Extracted material Start Marker
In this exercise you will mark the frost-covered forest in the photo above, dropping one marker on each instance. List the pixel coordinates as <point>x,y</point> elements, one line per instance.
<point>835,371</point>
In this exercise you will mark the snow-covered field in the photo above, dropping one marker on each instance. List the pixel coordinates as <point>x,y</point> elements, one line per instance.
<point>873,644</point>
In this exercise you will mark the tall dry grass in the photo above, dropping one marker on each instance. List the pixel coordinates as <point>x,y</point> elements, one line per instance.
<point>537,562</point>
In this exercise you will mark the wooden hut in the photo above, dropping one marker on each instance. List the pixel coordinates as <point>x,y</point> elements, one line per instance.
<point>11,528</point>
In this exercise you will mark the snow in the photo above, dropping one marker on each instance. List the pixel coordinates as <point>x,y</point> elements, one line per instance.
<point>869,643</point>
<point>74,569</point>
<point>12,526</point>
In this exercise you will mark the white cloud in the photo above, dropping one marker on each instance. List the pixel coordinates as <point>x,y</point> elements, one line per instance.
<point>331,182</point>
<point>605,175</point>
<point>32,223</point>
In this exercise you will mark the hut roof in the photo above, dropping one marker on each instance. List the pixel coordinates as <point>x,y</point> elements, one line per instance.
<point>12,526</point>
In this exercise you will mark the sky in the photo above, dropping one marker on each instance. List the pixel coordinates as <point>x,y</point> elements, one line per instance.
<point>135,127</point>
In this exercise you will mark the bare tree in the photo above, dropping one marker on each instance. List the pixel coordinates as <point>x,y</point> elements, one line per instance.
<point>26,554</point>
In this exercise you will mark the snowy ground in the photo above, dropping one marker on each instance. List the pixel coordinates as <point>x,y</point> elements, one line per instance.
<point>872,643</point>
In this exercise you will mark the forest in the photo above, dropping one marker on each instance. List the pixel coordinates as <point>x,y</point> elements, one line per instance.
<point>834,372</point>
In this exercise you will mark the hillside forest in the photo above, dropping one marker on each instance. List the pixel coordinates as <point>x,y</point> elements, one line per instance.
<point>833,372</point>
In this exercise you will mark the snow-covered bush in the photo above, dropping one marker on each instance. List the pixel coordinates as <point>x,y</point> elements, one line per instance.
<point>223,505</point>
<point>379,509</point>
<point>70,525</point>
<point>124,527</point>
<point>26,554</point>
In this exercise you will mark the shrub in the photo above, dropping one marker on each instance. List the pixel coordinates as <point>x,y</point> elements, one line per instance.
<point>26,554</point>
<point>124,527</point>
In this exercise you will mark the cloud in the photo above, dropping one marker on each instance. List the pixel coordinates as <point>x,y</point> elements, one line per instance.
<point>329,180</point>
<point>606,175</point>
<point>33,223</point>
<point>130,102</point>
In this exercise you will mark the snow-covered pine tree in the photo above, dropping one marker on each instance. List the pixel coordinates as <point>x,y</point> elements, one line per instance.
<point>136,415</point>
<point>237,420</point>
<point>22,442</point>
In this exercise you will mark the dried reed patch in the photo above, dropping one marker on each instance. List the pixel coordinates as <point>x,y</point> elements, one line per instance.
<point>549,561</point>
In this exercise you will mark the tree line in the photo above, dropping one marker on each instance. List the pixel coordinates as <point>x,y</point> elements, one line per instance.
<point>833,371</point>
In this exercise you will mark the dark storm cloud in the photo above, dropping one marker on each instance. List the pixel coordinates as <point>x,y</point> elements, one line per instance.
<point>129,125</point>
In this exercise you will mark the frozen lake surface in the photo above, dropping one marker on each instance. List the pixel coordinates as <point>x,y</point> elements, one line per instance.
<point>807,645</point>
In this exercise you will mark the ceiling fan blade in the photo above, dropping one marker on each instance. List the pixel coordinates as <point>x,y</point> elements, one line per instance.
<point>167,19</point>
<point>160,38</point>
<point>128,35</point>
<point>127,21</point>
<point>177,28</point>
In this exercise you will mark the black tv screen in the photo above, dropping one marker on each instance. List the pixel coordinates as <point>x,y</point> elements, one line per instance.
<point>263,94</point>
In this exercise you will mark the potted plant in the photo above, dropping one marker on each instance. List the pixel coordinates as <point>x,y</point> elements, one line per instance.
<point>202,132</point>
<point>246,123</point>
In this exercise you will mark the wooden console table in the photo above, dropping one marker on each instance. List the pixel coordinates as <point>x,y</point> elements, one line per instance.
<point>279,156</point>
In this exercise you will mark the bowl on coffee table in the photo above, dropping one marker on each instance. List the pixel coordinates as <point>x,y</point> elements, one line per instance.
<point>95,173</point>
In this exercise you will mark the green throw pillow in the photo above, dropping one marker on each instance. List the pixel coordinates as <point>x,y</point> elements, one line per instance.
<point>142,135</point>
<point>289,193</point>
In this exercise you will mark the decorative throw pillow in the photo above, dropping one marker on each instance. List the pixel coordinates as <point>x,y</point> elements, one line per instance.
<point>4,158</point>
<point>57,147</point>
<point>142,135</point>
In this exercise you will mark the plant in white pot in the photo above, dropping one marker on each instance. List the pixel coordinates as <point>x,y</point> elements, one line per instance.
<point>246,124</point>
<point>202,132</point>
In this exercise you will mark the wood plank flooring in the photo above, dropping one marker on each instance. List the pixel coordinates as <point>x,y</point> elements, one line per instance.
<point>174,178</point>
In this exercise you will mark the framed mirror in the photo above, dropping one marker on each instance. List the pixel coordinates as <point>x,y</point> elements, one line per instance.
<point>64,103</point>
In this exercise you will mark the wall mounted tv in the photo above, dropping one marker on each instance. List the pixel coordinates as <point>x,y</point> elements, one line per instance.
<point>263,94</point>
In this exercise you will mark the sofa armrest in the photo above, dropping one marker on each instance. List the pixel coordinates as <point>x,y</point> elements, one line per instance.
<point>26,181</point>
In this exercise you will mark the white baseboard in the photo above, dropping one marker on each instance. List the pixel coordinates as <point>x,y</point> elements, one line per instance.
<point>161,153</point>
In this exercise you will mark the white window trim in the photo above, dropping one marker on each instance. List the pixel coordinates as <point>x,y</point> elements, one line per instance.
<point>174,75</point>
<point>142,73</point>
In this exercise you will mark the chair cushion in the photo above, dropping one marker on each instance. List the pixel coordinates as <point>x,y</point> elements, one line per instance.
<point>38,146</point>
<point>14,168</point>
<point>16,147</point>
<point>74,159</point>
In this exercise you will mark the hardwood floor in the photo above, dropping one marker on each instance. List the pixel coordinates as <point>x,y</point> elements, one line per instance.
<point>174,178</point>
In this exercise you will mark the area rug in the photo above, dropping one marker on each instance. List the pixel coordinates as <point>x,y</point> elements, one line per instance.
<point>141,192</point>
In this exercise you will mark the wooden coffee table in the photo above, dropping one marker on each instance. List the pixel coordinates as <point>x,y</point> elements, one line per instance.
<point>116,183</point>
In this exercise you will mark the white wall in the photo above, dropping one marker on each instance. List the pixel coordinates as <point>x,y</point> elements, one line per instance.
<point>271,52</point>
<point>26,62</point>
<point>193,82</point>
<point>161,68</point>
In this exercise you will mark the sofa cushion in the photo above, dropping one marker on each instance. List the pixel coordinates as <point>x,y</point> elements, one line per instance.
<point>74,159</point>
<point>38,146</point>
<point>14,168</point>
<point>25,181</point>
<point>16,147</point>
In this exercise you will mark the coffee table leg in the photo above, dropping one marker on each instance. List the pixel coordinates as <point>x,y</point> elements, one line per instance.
Extracted material End Marker
This exercise requires all the entries to be written out again exactly.

Exercise output:
In this exercise you will mark the frost-covered forest in the photo above, dropping one marker on each instance. List the pixel coordinates as <point>x,y</point> elements, one line per instance.
<point>835,371</point>
In this exercise you will mark the snow-covered field in the photo above, dropping one marker on each instance. List the pixel coordinates as <point>x,y</point> elements, one line per instance.
<point>873,644</point>
In this exercise you will mark the tall dry grass in the photo above, dropping one marker on each instance. List the pixel coordinates as <point>x,y</point> elements, one line per instance.
<point>537,562</point>
In this exercise you will mark the wooden hut in the photo above, dropping one marker on each instance. List the pixel coordinates as <point>x,y</point> elements, one line per instance.
<point>11,528</point>
In this exercise you will mark the snow in the photo above, dropping one marker on each instance. List the pixel coordinates as <point>x,y</point> elements, one line per instance.
<point>869,643</point>
<point>74,569</point>
<point>12,526</point>
In this exercise you will mark the white cloud in the photo above, dropping one marker on each instance. List the pixel coordinates as <point>x,y</point> elements, one line per instance.
<point>331,182</point>
<point>605,175</point>
<point>32,223</point>
In this exercise you will mark the hut roof in the photo above, dropping one marker on each instance. List the pixel coordinates as <point>x,y</point> elements, one line per instance.
<point>12,526</point>
In this exercise you will mark the sky in the photo above, dropping one marker on each instance. List the pixel coordinates as <point>x,y</point> elements, one line per instance.
<point>135,127</point>
In this exercise you will mark the bare tree in the photo above, dropping one marker on each instance. List the pixel coordinates as <point>x,y</point> elements, one line per instance.
<point>26,554</point>
In this exercise you will mark the snowy ground in the photo above, dropping one marker on each instance. List the pixel coordinates as <point>x,y</point> elements, one line per instance.
<point>872,643</point>
In this exercise you will mark the forest in the photo above, dropping one marker on each instance. List the pixel coordinates as <point>x,y</point> elements, one line per instance.
<point>834,372</point>
In this exercise you will mark the hillside forest in the photo above, dropping one marker on each instance. List the pixel coordinates as <point>x,y</point> elements, one line per instance.
<point>833,372</point>
In this exercise you will mark the snow-covered bush in the photo above, dropping one marker on each instance. List the pixel coordinates as <point>x,y</point> elements, one line per instance.
<point>223,505</point>
<point>379,509</point>
<point>70,525</point>
<point>124,527</point>
<point>26,554</point>
In this exercise you will mark the shrub in the photo above, dropping one marker on each instance. List the pixel coordinates as <point>x,y</point> elements, one line per instance.
<point>26,554</point>
<point>124,527</point>
In this exercise you will mark the cloud in the photo above, dropping one marker on each instance. List the pixel coordinates as <point>x,y</point> elements, one line per instance.
<point>329,180</point>
<point>606,175</point>
<point>33,223</point>
<point>130,102</point>
In this exercise you will mark the snow-covered pine tree in the photo above, dropping one marker on each instance. List the pixel coordinates as <point>x,y</point> elements, one line per instance.
<point>136,415</point>
<point>237,420</point>
<point>22,442</point>
In this exercise you will mark the dried reed patch in the photo above, dropping one marker on each instance. List the pixel coordinates as <point>x,y</point> elements, one line per instance.
<point>549,561</point>
In this exercise you will mark the tree line in the photo above, dropping one marker on each instance. List the pixel coordinates as <point>x,y</point> elements, one line per instance.
<point>833,371</point>
In this exercise you will mark the dark storm cloud in the photo above, dropping one marker on each instance. List the pixel coordinates as <point>x,y</point> elements, one line per instance.
<point>129,125</point>
In this exercise you will mark the frozen lake surface in the photo above, dropping one marker on each instance. List the pixel coordinates as <point>x,y</point> elements, one line per instance.
<point>807,645</point>
In this exercise you will mark the ceiling fan blade in the photo above, dropping one marker on each instance. List the pixel coordinates as <point>x,y</point> elements, one line per instance.
<point>167,19</point>
<point>160,38</point>
<point>128,35</point>
<point>127,21</point>
<point>177,28</point>
In this exercise you will mark the black tv screen in the photo above, dropping one marker on each instance. List the pixel coordinates as <point>x,y</point> elements, one line per instance.
<point>263,94</point>
In this exercise you will mark the potted plant in the photo above, dropping one marker on each instance. List the pixel coordinates as <point>x,y</point> elements, one line per instance.
<point>202,132</point>
<point>246,123</point>
In this exercise you will mark the wooden console table in the photo above, dropping one marker on each instance. List the pixel coordinates as <point>x,y</point> elements, one line per instance.
<point>279,156</point>
In this exercise you will mark the bowl on coffee table in the photo above, dropping one marker on each instance. List the pixel coordinates as <point>x,y</point> elements, one line per instance.
<point>95,173</point>
In this exercise you will mark the green throw pillow in the photo above, dropping one marker on each instance. List the pixel coordinates as <point>x,y</point> elements, one line per instance.
<point>142,135</point>
<point>289,193</point>
In this exercise you will mark the decorative throw pillow in the photo above, dropping one marker on each instance. List the pixel coordinates as <point>x,y</point> elements, one line per instance.
<point>4,158</point>
<point>57,147</point>
<point>142,135</point>
In this exercise you will mark the plant in white pot in the photo above, dropping one marker on each instance. List the pixel coordinates as <point>x,y</point> elements, one line per instance.
<point>246,124</point>
<point>202,132</point>
In this exercise you will mark the wood plank flooring in the photo above, dropping one marker on each instance. List the pixel coordinates as <point>x,y</point> elements, one line per instance.
<point>174,178</point>
In this exercise you will mark the framed mirror in the photo above, dropping one marker on each instance. List the pixel coordinates as <point>x,y</point> elements, one line per instance.
<point>64,103</point>
In this exercise you will mark the wall mounted tv in the photo above, dropping one marker on each instance. List the pixel coordinates as <point>x,y</point> elements, one line per instance.
<point>263,94</point>
In this exercise you will mark the sofa armrest in the photo above, dropping one marker on each instance. List the pixel coordinates as <point>x,y</point> elements, one line per instance.
<point>26,181</point>
In this exercise you will mark the white baseboard in the photo above, dropping one marker on each instance. List the pixel coordinates as <point>x,y</point> elements, one line per instance.
<point>161,153</point>
In this exercise you will mark the white window trim in the photo above, dropping one marker on each instance. List the pixel coordinates as <point>x,y</point> elements, one line per instance.
<point>174,75</point>
<point>142,73</point>
In this exercise you will mark the chair cushion in the photo above, dropping one marker on each instance. List the pixel coordinates as <point>x,y</point> elements, one line per instance.
<point>38,146</point>
<point>14,168</point>
<point>16,147</point>
<point>74,159</point>
In this exercise you will mark the hardwood floor in the photo above, dropping one marker on each instance. List the pixel coordinates as <point>x,y</point> elements, one line per instance.
<point>174,178</point>
In this exercise you will mark the area rug in the photo above, dropping one marker on each instance. List the pixel coordinates as <point>x,y</point> elements, one line per instance.
<point>141,192</point>
In this exercise you will mark the wooden coffee table in the photo above, dropping one marker on each instance. List the pixel coordinates as <point>x,y</point> elements, one line per instance.
<point>116,183</point>
In this exercise you will mark the white wall in the photo above, dropping one marker on each instance. List the pixel coordinates as <point>x,y</point> elements, one line per instance.
<point>271,52</point>
<point>26,62</point>
<point>193,82</point>
<point>161,68</point>
In this exercise you will mark the sofa cushion in the photo above, dropping one marker on each instance. List the pixel coordinates as <point>x,y</point> elements, one line per instance.
<point>74,159</point>
<point>38,146</point>
<point>14,168</point>
<point>25,181</point>
<point>16,147</point>
In this exercise you will mark the coffee table leg in the photo above, dropping one marker on each instance. List the pixel coordinates as <point>x,y</point> elements, one line per instance.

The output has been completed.